--- DATA EXCERPTS Enclosed Below ---

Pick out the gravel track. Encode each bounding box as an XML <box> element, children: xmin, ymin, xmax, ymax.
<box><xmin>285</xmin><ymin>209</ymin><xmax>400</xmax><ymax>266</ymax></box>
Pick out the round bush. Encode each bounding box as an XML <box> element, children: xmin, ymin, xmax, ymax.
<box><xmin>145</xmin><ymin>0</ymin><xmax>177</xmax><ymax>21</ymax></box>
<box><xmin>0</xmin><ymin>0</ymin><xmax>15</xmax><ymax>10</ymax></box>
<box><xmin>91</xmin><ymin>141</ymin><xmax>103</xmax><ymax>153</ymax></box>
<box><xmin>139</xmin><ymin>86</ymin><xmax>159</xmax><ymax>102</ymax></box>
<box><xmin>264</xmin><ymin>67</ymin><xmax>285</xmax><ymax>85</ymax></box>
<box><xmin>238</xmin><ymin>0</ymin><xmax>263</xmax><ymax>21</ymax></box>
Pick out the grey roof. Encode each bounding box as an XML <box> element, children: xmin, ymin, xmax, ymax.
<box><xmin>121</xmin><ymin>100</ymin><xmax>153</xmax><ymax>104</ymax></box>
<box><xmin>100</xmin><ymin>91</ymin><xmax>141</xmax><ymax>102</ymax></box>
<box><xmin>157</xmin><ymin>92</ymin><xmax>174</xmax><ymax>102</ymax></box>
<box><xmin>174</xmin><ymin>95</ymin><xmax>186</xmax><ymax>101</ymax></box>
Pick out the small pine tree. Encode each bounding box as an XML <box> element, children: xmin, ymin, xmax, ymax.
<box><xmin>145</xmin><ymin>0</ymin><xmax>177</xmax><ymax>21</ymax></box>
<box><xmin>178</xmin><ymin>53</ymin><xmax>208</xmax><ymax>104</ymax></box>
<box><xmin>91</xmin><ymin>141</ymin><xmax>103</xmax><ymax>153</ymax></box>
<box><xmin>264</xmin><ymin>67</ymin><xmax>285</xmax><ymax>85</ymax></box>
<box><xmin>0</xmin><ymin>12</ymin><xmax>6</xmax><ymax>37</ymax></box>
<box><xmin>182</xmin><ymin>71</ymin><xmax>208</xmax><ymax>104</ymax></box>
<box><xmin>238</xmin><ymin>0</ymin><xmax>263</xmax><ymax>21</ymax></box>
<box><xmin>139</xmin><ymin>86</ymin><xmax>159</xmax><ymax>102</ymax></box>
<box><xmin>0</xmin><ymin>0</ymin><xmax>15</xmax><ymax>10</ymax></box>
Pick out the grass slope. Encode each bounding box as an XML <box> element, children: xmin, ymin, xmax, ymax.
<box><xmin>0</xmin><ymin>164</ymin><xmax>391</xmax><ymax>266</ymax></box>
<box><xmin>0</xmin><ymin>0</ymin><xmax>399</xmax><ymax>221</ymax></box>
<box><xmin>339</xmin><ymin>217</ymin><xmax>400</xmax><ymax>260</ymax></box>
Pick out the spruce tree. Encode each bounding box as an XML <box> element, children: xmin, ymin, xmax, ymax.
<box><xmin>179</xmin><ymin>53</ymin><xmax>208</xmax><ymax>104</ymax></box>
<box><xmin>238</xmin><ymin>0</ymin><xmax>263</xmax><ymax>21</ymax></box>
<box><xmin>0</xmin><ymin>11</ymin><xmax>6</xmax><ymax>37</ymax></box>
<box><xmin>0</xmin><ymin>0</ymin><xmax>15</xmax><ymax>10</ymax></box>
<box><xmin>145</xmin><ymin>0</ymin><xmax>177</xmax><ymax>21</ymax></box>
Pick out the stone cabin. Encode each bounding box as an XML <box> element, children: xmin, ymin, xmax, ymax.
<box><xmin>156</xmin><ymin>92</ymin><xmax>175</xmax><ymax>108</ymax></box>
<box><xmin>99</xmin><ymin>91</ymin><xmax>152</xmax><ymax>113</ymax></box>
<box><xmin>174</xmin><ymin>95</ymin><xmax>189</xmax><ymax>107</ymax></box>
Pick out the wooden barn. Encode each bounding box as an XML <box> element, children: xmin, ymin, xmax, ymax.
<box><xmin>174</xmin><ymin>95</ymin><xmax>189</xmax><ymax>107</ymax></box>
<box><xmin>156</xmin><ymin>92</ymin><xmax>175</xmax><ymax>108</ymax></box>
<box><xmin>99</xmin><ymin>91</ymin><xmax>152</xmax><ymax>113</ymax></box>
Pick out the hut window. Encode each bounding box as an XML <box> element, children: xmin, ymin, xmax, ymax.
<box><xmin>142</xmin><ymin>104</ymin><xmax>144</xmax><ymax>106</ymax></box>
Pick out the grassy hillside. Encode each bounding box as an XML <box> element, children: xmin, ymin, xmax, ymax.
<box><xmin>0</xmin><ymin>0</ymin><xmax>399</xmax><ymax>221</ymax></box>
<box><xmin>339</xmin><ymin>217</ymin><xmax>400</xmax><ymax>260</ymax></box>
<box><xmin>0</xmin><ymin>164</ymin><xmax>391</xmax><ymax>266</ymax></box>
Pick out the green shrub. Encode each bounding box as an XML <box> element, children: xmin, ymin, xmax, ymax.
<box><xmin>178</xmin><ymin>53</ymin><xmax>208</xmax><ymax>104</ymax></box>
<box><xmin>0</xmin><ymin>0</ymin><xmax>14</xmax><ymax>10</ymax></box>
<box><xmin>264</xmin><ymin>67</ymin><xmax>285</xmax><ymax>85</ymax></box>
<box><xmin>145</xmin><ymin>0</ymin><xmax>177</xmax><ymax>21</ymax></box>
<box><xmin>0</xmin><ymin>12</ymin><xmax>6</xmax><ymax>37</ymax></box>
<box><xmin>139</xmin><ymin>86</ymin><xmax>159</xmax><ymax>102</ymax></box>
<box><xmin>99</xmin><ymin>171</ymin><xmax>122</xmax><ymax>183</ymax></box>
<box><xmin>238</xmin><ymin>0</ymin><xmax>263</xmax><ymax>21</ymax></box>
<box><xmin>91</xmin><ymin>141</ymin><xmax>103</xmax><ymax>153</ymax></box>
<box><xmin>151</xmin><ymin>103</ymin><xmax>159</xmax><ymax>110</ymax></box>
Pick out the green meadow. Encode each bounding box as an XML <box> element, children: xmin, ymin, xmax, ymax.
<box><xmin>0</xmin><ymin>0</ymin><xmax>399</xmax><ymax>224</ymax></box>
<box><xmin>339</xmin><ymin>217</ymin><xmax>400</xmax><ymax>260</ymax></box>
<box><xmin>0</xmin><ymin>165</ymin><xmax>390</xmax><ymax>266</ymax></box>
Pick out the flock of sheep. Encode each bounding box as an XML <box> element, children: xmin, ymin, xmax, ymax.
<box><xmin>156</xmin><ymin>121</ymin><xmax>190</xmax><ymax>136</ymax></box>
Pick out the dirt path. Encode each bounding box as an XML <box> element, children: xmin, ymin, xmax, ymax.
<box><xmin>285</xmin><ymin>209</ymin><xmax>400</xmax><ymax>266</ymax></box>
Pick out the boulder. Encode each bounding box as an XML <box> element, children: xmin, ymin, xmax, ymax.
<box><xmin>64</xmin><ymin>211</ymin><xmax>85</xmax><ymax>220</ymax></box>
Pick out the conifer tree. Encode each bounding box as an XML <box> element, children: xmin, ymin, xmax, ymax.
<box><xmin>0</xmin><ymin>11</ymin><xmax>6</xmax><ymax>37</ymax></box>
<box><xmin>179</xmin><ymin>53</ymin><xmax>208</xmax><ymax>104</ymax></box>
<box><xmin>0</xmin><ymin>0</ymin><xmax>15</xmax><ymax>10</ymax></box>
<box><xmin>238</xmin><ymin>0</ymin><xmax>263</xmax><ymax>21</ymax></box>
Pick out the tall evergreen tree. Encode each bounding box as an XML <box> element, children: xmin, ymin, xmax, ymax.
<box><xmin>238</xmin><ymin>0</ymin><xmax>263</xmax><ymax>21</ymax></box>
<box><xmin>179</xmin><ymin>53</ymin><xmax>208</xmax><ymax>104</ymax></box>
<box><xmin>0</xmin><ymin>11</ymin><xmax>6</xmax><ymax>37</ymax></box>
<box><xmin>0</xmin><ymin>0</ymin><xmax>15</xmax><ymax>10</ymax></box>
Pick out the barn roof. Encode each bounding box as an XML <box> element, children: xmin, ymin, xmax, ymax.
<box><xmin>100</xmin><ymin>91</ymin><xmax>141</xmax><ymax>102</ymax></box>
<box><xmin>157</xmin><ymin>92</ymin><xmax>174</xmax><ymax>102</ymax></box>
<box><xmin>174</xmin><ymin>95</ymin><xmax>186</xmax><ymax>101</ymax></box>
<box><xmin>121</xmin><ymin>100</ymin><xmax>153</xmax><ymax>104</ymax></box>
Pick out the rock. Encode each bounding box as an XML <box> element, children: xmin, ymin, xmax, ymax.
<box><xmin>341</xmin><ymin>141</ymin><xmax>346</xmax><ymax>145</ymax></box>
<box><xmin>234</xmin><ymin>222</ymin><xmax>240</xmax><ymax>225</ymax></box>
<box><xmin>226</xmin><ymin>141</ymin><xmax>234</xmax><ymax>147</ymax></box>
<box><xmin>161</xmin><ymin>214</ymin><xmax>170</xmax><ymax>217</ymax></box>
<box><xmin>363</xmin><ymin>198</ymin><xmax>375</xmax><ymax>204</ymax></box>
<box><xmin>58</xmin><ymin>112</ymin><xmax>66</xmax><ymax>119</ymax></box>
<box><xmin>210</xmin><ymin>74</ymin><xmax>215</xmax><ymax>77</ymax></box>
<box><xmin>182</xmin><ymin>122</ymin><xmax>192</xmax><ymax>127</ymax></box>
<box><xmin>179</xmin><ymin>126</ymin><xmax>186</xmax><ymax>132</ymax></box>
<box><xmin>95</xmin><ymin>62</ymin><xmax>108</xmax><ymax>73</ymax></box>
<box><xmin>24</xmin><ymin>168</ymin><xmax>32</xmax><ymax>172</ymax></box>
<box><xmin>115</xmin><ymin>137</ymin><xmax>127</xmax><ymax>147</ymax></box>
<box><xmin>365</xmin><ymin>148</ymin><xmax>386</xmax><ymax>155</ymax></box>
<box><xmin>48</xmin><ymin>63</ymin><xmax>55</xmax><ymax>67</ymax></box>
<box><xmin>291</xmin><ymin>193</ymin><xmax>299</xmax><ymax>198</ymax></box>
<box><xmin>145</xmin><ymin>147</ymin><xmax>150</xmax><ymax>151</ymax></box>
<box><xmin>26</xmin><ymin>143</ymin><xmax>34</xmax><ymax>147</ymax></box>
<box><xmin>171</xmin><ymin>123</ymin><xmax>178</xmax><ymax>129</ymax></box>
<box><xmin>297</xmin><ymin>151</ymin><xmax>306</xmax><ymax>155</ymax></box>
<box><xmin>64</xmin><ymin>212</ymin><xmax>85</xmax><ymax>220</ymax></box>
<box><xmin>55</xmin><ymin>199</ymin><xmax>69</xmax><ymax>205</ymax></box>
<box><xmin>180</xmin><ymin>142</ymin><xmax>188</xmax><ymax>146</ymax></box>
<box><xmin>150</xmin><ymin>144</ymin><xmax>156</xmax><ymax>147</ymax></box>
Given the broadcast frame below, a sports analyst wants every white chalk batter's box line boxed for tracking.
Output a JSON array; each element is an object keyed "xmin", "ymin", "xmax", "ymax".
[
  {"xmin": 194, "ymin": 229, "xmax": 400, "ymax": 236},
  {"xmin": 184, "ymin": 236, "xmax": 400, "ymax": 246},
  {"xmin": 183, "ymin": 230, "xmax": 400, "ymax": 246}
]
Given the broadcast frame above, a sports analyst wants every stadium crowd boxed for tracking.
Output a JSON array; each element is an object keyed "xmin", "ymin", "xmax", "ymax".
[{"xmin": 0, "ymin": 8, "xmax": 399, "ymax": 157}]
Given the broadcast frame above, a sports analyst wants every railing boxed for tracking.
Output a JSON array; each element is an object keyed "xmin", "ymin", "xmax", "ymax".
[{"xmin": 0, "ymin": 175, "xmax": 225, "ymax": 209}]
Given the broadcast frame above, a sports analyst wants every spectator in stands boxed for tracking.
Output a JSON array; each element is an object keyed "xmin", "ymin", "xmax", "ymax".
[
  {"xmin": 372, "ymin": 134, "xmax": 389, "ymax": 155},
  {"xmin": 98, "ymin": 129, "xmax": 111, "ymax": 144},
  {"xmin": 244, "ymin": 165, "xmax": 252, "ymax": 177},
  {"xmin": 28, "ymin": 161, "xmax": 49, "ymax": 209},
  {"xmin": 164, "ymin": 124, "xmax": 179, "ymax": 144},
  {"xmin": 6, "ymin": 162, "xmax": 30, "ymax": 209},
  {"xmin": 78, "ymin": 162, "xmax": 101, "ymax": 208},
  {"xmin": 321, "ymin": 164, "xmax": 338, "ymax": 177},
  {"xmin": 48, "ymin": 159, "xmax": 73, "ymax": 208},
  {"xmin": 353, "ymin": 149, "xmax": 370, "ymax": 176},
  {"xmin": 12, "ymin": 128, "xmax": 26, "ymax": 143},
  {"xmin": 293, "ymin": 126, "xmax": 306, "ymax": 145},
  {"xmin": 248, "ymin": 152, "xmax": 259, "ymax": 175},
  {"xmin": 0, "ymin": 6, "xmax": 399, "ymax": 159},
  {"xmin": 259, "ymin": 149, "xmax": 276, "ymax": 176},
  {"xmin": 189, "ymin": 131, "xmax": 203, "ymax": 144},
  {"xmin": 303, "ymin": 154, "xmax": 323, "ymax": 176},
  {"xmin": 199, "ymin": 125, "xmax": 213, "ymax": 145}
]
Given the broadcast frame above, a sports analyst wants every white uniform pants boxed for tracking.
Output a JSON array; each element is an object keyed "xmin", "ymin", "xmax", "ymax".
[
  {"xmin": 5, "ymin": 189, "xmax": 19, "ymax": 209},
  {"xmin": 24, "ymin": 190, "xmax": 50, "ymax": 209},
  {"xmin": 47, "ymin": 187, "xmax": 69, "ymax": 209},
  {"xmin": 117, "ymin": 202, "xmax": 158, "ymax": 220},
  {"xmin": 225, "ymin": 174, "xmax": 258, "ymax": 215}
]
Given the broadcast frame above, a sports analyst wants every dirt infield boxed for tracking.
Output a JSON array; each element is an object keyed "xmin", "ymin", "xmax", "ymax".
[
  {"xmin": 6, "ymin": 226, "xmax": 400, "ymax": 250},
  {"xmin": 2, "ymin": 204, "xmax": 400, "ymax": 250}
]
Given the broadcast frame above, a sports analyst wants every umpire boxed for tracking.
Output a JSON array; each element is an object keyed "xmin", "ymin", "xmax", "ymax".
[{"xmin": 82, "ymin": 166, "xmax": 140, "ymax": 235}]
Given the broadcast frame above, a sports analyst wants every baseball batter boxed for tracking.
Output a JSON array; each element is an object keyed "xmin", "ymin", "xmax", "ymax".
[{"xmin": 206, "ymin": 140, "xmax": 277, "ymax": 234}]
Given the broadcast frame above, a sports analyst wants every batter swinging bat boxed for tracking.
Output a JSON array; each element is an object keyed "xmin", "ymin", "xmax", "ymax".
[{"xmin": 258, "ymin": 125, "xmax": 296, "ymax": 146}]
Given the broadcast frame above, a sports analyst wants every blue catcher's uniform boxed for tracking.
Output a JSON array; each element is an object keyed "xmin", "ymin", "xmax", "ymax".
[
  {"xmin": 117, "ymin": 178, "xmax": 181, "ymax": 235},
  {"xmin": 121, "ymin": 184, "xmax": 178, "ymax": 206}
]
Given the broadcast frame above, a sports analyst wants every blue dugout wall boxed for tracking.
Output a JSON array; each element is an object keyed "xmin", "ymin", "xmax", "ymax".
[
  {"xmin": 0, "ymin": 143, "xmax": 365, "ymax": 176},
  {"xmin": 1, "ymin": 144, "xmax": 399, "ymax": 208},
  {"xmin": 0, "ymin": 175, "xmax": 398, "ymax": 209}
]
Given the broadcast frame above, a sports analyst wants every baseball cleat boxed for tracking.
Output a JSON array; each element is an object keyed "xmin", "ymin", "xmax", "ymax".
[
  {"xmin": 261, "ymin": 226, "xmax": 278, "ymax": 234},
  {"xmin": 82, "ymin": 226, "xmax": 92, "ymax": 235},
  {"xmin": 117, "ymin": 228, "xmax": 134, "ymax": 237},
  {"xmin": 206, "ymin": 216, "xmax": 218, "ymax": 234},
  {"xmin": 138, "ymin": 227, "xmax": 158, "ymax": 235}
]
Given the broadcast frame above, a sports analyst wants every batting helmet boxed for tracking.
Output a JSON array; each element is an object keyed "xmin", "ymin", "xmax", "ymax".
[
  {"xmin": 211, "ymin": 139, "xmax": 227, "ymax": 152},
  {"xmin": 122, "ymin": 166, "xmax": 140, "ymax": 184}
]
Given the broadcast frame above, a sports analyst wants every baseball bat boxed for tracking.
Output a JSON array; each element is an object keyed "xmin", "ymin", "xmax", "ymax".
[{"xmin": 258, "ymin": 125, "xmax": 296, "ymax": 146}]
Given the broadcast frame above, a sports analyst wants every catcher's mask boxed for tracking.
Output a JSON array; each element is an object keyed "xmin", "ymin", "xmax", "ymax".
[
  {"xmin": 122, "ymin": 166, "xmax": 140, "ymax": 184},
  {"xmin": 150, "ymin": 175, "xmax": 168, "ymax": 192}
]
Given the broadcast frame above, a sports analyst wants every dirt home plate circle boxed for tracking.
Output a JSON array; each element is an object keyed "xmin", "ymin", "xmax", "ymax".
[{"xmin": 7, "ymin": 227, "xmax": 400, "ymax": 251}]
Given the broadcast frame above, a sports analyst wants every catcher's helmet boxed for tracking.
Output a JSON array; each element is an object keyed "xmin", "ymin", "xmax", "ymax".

--- End of Enclosed DATA EXCERPTS ---

_WHAT IS NEEDED_:
Show the lines of the records that include the string "blue".

_REPLY TO THE TASK_:
Given the broadcast frame above, a sports analyst wants every blue catcher's uniform boxed for tracking.
Given the broadcast frame above, a sports analyst wants every blue dugout wall boxed for tracking.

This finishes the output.